WHAT IS ASKED: Rewrite the listing below, replacing "wooden chest of drawers" with "wooden dresser" wherever it appears and changing nothing else. Leave the pictures out of your answer.

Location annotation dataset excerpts

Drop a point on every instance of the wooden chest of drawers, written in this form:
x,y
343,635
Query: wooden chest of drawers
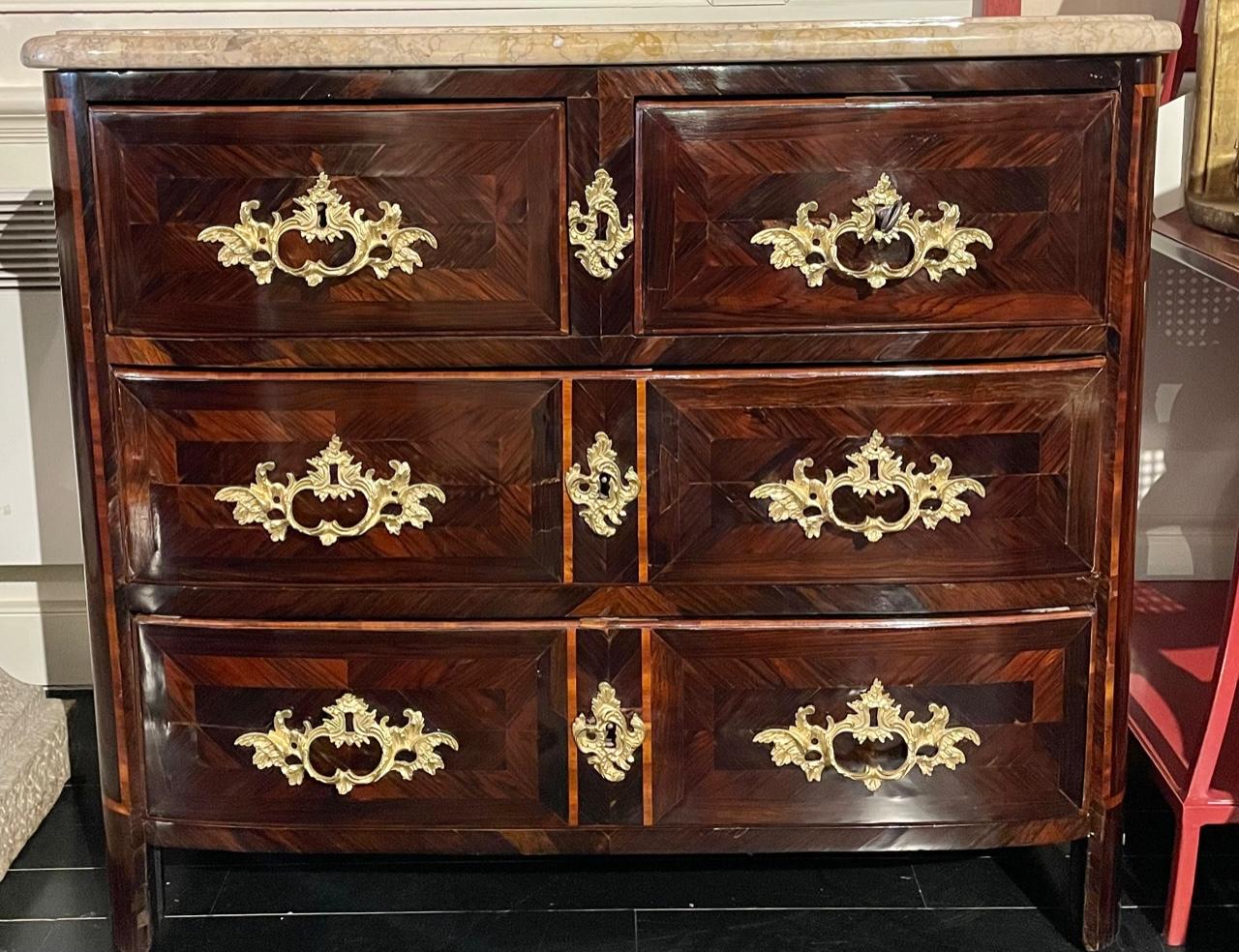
x,y
628,459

ANSWER TO THIS PROBLEM:
Drop a point on every instance of the wooden dresser, written in this form:
x,y
343,635
Query: wooden dresser
x,y
628,459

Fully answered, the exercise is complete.